**TEXT EXCERPT:**
[MDEV-24402] CHECK TABLE may miss some cases of index inconsistencies - Jira

Details

Type: Bug
Status: Closed (View Workflow)
Priority: Critical
Resolution: Fixed
Affects Version/s: 10.2.31
Fix Version/s: 10.6.11, 10.7.7, 10.8.6, 10.9.4, 10.10.2, 10.11.1
Component/s: Storage Engine - InnoDB
Labels:
- check
- corruption

Description

Looks as if some cases of InnoDB index inconsistencies – see e.g. ~~MDEV-22373~~ – are missed by CHECK TABLE.

InnoDB currently ignores any other CHECK TABLE attributes than QUICK (which will suppress the time-consuming checks of the upper levels of the index trees).

Most importantly, InnoDB is ignoring the attribute EXTENDED, and is essentially only performing a MVCC COUNT(*) in each index. A verified case exists where the record counts in the indexes would match, yet the records do not match between the indexes. A true EXTENDED check should report any mismatch between the clustered index (primary key) and the secondary index records.

Note: By the design of InnoDB MVCC (see MDEV-17598 for some discussion), secondary indexes may contain multiple copies of a record, while in the clustered index the multiple versions are formed via a singly-linked list that the undo log pages are part of.

An extremely extended test would have to check that in any possible read view, the secondary indexes match the clustered index, instead of only checking the current read view.

It may turn out that only a special ‘locking’ variant of CHECK TABLE would be able to detect truly any type of mismatch.

Attachments

Issue Links

blocks

MDEV-28349 Provide "crash safe" options for CHECK TABLE and ALTER TABLE ... CHECK PARTITION ...

Point-based annotation data
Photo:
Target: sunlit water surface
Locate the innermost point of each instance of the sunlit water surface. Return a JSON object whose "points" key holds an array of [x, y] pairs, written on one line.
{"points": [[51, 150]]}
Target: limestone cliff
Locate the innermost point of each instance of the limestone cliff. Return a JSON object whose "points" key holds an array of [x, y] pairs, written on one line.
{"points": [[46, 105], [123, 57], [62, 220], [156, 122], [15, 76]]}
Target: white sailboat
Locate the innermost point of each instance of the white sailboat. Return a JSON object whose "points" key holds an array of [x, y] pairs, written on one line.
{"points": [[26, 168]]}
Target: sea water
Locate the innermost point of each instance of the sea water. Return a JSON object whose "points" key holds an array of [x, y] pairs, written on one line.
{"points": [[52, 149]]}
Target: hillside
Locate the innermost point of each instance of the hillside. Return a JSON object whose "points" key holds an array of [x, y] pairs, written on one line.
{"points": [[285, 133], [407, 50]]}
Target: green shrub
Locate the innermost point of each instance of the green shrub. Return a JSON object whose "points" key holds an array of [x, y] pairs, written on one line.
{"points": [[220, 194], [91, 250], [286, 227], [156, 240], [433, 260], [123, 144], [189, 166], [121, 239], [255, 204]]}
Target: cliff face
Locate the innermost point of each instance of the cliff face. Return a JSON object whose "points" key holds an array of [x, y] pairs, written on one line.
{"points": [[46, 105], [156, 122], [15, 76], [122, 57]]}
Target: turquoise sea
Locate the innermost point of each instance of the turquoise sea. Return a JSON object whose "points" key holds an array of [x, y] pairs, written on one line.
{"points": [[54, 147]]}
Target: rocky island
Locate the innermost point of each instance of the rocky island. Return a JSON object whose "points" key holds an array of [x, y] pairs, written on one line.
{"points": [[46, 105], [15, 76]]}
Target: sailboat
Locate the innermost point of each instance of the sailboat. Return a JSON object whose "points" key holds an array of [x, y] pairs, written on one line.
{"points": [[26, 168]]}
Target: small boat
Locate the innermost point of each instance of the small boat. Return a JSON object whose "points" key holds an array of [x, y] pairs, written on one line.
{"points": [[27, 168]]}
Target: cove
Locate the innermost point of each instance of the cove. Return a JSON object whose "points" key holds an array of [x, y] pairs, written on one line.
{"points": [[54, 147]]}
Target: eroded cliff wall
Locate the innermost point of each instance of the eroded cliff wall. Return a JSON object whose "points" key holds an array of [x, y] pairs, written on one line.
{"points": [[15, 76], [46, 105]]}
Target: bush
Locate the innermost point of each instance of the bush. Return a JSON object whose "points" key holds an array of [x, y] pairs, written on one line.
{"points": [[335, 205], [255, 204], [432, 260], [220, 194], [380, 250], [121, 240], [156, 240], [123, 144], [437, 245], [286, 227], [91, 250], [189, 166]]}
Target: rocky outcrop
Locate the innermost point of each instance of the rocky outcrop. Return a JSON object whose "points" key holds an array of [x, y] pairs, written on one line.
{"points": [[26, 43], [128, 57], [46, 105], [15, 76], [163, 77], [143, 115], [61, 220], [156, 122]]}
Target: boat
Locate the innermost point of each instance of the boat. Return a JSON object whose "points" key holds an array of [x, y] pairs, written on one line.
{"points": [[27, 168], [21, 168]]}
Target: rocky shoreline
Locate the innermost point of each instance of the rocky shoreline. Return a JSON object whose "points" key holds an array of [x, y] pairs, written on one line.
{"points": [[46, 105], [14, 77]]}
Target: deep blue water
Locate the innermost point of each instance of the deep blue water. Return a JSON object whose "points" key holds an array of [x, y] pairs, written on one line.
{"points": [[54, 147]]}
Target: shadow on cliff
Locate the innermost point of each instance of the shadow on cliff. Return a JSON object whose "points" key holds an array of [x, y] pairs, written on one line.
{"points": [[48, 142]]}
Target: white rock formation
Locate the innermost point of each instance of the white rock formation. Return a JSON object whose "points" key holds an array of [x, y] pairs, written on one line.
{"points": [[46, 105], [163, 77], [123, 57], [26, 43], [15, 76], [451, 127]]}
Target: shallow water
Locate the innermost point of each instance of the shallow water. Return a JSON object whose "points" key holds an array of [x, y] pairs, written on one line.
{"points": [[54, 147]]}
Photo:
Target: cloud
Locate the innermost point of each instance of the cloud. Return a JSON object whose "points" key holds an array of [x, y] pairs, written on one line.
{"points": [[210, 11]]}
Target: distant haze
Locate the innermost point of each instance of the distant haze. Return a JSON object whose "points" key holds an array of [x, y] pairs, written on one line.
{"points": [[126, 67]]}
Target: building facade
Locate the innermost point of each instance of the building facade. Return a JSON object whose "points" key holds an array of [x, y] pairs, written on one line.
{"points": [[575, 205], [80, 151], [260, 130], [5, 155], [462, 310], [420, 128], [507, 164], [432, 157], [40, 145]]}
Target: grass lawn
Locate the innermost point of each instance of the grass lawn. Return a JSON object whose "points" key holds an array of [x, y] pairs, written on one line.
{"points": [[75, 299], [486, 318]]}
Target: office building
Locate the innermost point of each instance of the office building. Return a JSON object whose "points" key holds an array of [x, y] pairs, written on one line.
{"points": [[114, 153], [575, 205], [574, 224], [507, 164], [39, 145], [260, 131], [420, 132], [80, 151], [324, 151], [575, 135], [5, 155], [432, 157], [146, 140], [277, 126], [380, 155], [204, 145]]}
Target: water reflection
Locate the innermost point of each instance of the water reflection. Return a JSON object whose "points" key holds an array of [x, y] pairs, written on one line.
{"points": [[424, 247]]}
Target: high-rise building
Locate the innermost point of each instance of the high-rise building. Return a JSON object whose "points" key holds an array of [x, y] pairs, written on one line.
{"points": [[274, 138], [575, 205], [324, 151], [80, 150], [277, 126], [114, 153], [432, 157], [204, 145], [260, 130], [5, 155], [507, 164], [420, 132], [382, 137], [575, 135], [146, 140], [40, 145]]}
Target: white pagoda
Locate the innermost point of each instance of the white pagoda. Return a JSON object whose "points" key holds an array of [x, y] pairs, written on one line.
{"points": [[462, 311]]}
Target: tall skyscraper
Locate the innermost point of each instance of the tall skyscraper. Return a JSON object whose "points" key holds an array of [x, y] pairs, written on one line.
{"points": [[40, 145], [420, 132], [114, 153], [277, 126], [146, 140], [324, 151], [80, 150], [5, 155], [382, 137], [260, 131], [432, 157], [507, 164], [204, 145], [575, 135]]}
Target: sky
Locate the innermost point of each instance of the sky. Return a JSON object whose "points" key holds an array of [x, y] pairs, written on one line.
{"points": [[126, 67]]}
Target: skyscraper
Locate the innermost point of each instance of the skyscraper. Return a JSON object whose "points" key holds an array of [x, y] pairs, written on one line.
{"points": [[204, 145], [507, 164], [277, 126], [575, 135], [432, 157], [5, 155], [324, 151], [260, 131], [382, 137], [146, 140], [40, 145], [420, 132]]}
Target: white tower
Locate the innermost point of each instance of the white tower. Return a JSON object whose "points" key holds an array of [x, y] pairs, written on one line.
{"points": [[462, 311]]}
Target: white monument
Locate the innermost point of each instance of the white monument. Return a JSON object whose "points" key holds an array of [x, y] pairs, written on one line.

**EXERCISE REQUIREMENTS:**
1 > Please decide whether each statement agrees with the CHECK TABLE bug report, answering yes or no and quoting the deciding words: (a) InnoDB honors the EXTENDED attribute of CHECK TABLE. (b) The issue is marked with Critical priority. (c) In the clustered index, multiple versions of a record form a doubly-linked list.
2 > Extend the CHECK TABLE bug report, picking up right after its final line.

**REPLIES:**
1 >
(a) No: "Most importantly, InnoDB is ignoring the attribute EXTENDED"
(b) Yes: "Priority: Critical"
(c) No: "the multiple versions are formed via a singly-linked list that the undo log pages are part of"

2 >
Open

causes

MDEV-29886 Assertion `!index->table->is_temporary()' failed in trx_undo_prev_version_build upon CHECK

Closed

MDEV-29978 Corruption errors upon CHECK on temporary InnoDB table

Closed

MDEV-35227 Executing CHECK TABLE...EXTENDED right after server startup may attempt to access too old history

Confirmed

relates to

MDEV-25459 MVCC read from index on CHAR or VARCHAR wrongly omits rows

Closed

MDEV-29593 Purge misses a chance to free not-yet-reused undo pages

Closed

MDEV-29666 InnoDB fails to purge secondary index records when indexed virtual columns exist

Closed

MDEV-29823 Secondary index records may never be purged after rollback

Confirmed

MDEV-9663 InnoDB assertion failure: *cursor->index->name == TEMP_INDEX_PREFIX, or !cursor->index->is_committed()

Closed

MDEV-11802 innodb.innodb_bug14676111 fails in buildbot due to InnoDB purge failing to start when there is work to do

Closed

MDEV-22373 Unable to find a record to delete-mark ends up crashing mysqld process after upgrading from 10.1.43 to 10.4

Closed

MDEV-29954 Unique hash key on column prefix is computed incorrectly

Closed

MDEV-30129 MySQL 5.7 --> MariaDB 10.8 switch: mysqlcheck --check --extended hangs on table

Closed

(8 relates to)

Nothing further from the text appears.